>> Begin GIVEN TEXT

Twitter: Joggerjoel

Friday, July 1, 2011

Ironman France

more Video and pictures WILL follow:

facebook photos: swim


The experience of participating in a first Ironman isn't necessarily about the specific race; but the journey to get there. With this journey, I was able to know more about my abilities and acquire a great training friend. My best friend and racing partner, Danny McFee, is the reason why I raced an Ironman. It all started about a year ago after completing the Hong Kong Standard Charter Marathon. Danny was getting tired of running, and decided to get a bike. I went longer on the runs and participated in ultra marathons. When I came back from Vietnam Ultra, we went to a local bike shop and I bought my first time-trial bike. I really didn't have a clue about bikes, so somehow within the few minutes looking at several bikes the Cervelo caught my eye and it looked cool. I'll admit in hindsight, buying it turned out to be a good choice, but not necessarily the best choice for an amateur doing hilly routes. Hong Kong is full of hills, steep and short. A lot of people were adamant about using a road bike for this course, but after plunking down a load of cash, my thoughts about getting a road bike wasn't high on the list. I felt a lot better when Danny bought his Cervelo and decided to race with it as well. The biggest challenge for me was the swim. As you know from my blog, my swimming is really weak. I was initially very concerned about making the cut-off time once I realized I had to complete within 2 hour and 20 minutes. Luckily, training with Ginny from 3rd move using Total Immersion techniques helped tremendously.



Registration
One day out of the blue, Danny texted me and said, we should really think about doing an Ironman. I replied that it needed to be some great destination where we can vacation after a long hard day. He mentioned Brazil and I thought it was too far. Within 5 minutes, I texted him back and told him I already signed up for Ironman France - Nice. I didn't bother to look at the course or know anything about the history. It just seemed like the right place to go. Later, it dawned on me that the course is considered tough for the bike leg. 1100m altitude with over 2600m of total climbing. I'm thinking, whatever comes up must come down. With that out of the way, over the course of several weeks, I registered for a couple half Ironman. I never had second thoughts, but I was becoming a little concerned about cycling with my Cervelo P3.

>> End GIVEN TEXT
>> Begin ENTRIES

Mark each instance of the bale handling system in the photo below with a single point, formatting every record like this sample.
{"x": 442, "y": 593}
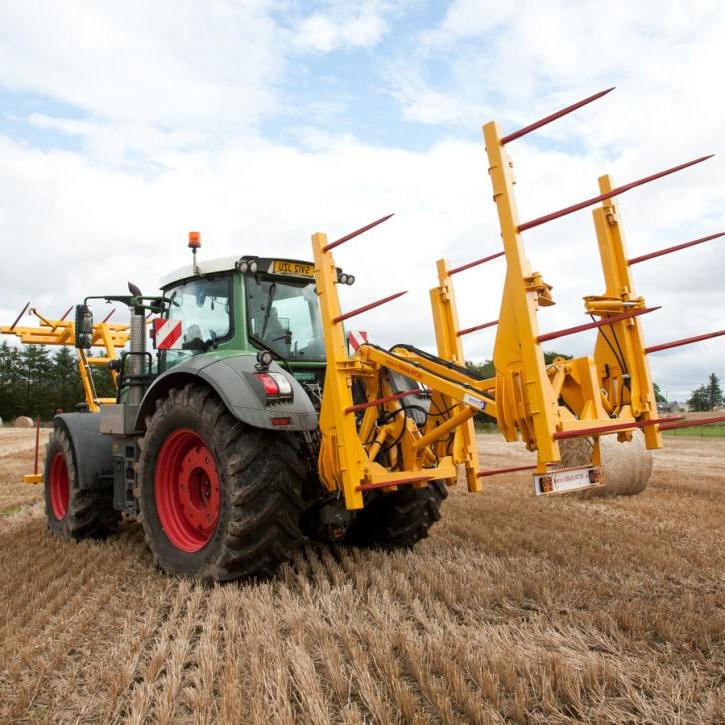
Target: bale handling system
{"x": 236, "y": 446}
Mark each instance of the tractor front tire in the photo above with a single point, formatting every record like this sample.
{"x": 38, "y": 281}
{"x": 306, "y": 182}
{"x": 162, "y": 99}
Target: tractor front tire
{"x": 219, "y": 500}
{"x": 397, "y": 520}
{"x": 72, "y": 512}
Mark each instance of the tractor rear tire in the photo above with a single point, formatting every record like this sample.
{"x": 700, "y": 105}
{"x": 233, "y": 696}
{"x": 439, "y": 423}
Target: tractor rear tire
{"x": 219, "y": 500}
{"x": 397, "y": 520}
{"x": 72, "y": 512}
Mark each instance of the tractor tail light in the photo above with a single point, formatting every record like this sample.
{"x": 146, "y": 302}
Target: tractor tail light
{"x": 275, "y": 386}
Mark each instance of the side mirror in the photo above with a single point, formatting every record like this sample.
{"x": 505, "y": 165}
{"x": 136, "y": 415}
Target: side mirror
{"x": 84, "y": 327}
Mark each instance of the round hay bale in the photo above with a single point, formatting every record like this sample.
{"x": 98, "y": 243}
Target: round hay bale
{"x": 626, "y": 467}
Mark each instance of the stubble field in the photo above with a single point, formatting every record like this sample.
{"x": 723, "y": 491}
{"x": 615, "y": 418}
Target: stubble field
{"x": 515, "y": 608}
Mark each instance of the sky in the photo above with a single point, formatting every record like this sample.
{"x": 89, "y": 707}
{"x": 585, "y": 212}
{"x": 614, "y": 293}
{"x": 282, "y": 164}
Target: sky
{"x": 259, "y": 122}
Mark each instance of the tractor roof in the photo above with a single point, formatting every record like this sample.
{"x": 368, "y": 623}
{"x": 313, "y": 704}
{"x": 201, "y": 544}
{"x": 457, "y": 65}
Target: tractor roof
{"x": 273, "y": 266}
{"x": 208, "y": 266}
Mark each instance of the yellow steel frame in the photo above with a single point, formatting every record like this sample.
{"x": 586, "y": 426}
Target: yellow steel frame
{"x": 110, "y": 337}
{"x": 350, "y": 445}
{"x": 536, "y": 400}
{"x": 529, "y": 399}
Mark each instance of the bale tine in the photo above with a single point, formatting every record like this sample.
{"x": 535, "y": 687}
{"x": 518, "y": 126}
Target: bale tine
{"x": 365, "y": 308}
{"x": 676, "y": 248}
{"x": 593, "y": 325}
{"x": 356, "y": 233}
{"x": 497, "y": 471}
{"x": 381, "y": 401}
{"x": 609, "y": 194}
{"x": 17, "y": 319}
{"x": 476, "y": 328}
{"x": 475, "y": 263}
{"x": 597, "y": 430}
{"x": 548, "y": 119}
{"x": 693, "y": 423}
{"x": 684, "y": 341}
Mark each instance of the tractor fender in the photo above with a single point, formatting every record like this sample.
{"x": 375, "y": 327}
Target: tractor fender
{"x": 91, "y": 450}
{"x": 232, "y": 377}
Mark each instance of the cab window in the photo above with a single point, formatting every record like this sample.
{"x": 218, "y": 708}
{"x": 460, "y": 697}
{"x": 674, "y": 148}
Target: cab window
{"x": 204, "y": 307}
{"x": 285, "y": 317}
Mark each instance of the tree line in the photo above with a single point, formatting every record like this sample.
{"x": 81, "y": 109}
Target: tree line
{"x": 708, "y": 396}
{"x": 36, "y": 381}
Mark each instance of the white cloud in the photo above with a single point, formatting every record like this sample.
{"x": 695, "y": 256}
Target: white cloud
{"x": 176, "y": 63}
{"x": 324, "y": 33}
{"x": 172, "y": 99}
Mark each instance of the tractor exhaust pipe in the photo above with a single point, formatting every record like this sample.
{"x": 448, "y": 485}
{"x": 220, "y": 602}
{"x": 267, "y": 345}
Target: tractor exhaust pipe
{"x": 137, "y": 348}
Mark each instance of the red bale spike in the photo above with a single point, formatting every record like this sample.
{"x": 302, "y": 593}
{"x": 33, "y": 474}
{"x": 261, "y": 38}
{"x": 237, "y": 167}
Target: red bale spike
{"x": 593, "y": 325}
{"x": 548, "y": 119}
{"x": 356, "y": 233}
{"x": 676, "y": 248}
{"x": 594, "y": 430}
{"x": 694, "y": 423}
{"x": 685, "y": 341}
{"x": 609, "y": 194}
{"x": 37, "y": 444}
{"x": 380, "y": 401}
{"x": 483, "y": 260}
{"x": 476, "y": 328}
{"x": 365, "y": 308}
{"x": 17, "y": 319}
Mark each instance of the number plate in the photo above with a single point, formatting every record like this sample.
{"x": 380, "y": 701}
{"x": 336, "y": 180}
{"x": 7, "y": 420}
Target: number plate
{"x": 567, "y": 479}
{"x": 295, "y": 269}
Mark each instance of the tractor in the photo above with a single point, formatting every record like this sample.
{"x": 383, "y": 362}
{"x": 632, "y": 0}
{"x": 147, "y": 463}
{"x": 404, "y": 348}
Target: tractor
{"x": 261, "y": 421}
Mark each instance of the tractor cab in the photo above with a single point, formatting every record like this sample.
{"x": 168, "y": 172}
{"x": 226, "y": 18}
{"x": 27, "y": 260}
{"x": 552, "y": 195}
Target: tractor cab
{"x": 244, "y": 304}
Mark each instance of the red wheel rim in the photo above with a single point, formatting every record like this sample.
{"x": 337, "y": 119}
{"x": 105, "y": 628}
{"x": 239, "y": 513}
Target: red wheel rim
{"x": 59, "y": 487}
{"x": 186, "y": 486}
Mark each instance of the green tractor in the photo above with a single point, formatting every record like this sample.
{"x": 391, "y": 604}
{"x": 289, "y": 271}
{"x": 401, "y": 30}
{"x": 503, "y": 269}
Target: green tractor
{"x": 213, "y": 442}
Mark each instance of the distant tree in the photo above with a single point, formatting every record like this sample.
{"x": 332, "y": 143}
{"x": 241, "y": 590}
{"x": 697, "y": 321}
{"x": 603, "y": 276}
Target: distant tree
{"x": 658, "y": 394}
{"x": 707, "y": 396}
{"x": 484, "y": 370}
{"x": 714, "y": 392}
{"x": 698, "y": 400}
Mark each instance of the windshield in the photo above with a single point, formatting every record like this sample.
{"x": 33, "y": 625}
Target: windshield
{"x": 203, "y": 306}
{"x": 285, "y": 317}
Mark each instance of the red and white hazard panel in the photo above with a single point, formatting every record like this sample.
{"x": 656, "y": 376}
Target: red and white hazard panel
{"x": 167, "y": 334}
{"x": 356, "y": 338}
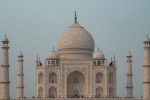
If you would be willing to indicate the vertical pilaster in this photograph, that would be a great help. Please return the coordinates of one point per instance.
(4, 71)
(20, 81)
(129, 87)
(146, 68)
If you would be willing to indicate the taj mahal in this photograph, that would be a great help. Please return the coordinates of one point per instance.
(75, 71)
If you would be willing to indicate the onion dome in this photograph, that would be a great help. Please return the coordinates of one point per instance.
(53, 55)
(76, 40)
(98, 55)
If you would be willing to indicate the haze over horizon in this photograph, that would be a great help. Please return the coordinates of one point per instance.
(34, 26)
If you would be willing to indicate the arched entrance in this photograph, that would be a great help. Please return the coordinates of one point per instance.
(76, 85)
(99, 92)
(52, 92)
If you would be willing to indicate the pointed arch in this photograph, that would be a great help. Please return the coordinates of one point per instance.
(99, 77)
(111, 77)
(40, 77)
(76, 84)
(111, 92)
(40, 92)
(52, 92)
(99, 92)
(52, 77)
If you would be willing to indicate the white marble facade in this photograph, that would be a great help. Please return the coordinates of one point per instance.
(75, 69)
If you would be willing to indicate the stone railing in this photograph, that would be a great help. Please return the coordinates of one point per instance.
(79, 99)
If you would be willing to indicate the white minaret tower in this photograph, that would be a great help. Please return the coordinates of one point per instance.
(20, 85)
(4, 71)
(129, 87)
(146, 67)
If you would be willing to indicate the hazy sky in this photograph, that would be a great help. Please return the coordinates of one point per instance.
(34, 27)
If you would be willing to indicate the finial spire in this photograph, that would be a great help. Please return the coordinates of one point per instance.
(53, 48)
(75, 17)
(98, 48)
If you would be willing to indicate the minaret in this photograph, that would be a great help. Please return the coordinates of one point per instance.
(129, 87)
(146, 67)
(4, 71)
(20, 84)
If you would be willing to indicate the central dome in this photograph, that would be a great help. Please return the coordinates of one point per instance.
(77, 38)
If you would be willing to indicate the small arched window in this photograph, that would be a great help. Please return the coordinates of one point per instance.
(40, 77)
(40, 92)
(52, 78)
(99, 77)
(110, 91)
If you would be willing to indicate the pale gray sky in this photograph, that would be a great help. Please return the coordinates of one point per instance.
(34, 26)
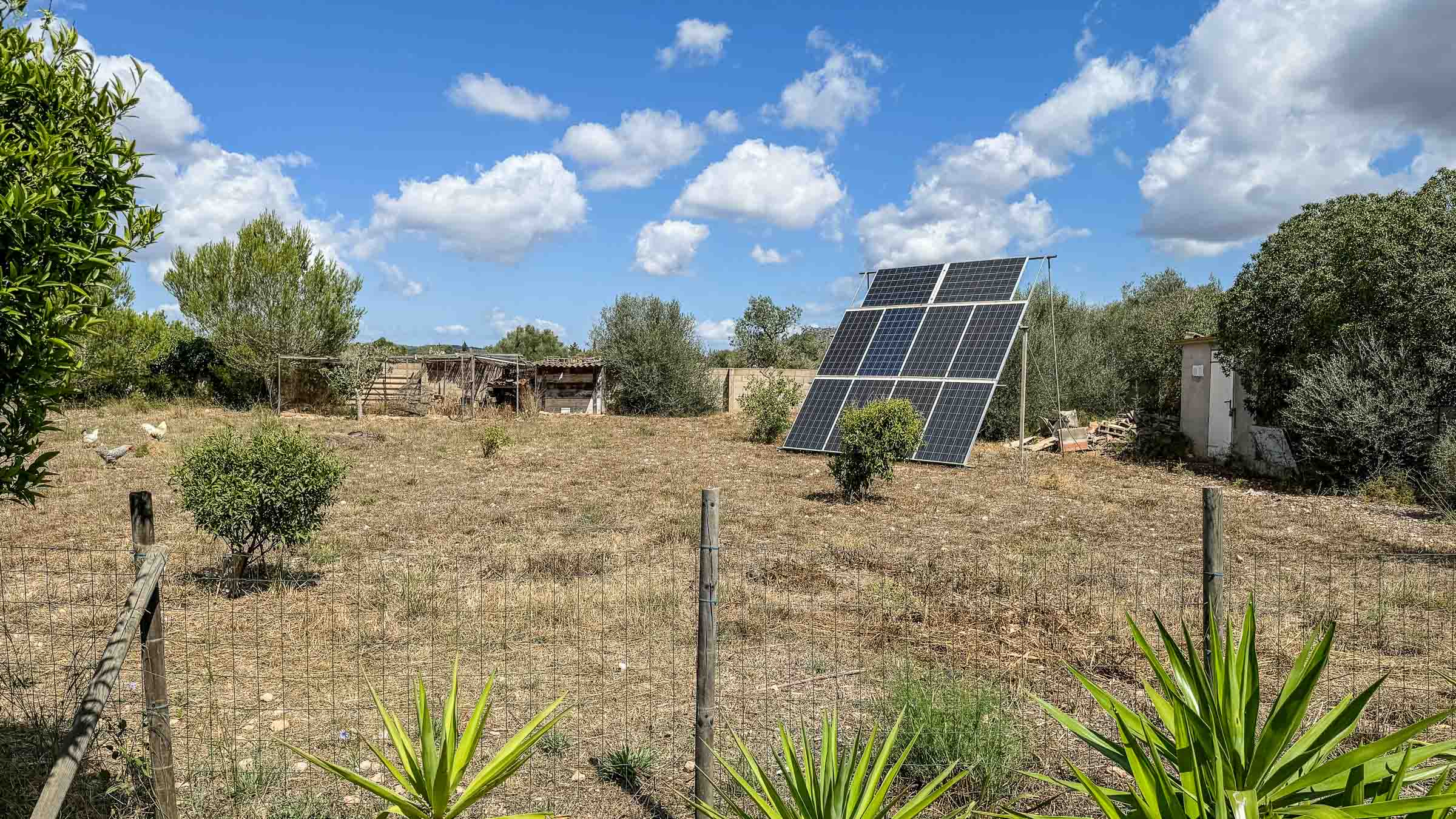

>> End ENTRIES

WHAT THE EXERCISE ASKS — In the Ironman France blog post, what time limit did the writer have to finish the swim within?

TASK SOLUTION — 2 hours and 20 minutes.